* What you need to do
Collect each line in the rows below that contains the word "their" and copy those lines as they stand.

* Exercise input
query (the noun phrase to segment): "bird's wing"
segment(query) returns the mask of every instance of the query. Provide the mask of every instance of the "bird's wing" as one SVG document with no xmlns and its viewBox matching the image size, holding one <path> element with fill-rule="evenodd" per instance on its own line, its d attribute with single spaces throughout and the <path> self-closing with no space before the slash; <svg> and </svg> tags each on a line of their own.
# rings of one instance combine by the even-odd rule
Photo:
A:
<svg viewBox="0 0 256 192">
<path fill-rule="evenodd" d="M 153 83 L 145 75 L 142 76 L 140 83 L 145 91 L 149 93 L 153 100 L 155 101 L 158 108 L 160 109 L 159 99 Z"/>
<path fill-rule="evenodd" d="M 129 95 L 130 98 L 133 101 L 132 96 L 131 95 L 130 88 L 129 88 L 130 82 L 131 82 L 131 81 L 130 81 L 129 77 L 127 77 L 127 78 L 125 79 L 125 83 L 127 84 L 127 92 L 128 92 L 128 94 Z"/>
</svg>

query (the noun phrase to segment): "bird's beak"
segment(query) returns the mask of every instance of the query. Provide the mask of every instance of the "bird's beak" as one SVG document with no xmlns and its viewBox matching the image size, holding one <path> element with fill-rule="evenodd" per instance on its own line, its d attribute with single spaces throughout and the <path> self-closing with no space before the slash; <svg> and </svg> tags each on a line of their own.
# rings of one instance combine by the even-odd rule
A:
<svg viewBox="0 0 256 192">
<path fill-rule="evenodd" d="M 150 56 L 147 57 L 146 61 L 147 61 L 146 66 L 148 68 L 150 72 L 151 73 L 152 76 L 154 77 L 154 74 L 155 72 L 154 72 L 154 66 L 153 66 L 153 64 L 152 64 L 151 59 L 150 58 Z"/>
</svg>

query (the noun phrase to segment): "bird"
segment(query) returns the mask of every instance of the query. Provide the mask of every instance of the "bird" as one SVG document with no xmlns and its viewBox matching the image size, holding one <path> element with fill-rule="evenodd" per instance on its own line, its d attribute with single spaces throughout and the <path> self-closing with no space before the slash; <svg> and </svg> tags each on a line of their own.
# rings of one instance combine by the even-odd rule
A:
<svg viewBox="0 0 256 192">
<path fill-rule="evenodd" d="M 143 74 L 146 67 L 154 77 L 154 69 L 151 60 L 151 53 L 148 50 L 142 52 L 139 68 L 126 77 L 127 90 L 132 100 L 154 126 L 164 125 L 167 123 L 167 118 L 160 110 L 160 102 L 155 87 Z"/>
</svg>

* Exercise answer
segment(query) returns the mask of every instance of the query. Provide the mask of every instance of the "bird's wing" as one SVG document with no xmlns and its viewBox matching the image size, holding one <path> element with fill-rule="evenodd" per instance on its own line, its d attribute with single spaces throughout and the <path> self-closing with no space before the slash; <svg> and </svg> tags each on a line of their own.
segment(query) returns the mask of every instance of the query. Provide the mask of every instance of the "bird's beak" as one SVG document with no xmlns and its viewBox matching the image size, holding one <path> element with fill-rule="evenodd" per instance on its own line, its d attribute with single spaces throughout and the <path> self-closing with no space before the slash; <svg> and </svg> tags each on a line of their own.
segment(query) returns the mask of every instance of the query. Provide the mask of every instance of the "bird" as one SVG document with no xmlns and its viewBox matching the image size, holding one <path> element with fill-rule="evenodd" per instance on its own line, its d attribute with single spaces throughout and the <path> self-closing with no space before the slash; <svg> and </svg> tags each on a line of their own.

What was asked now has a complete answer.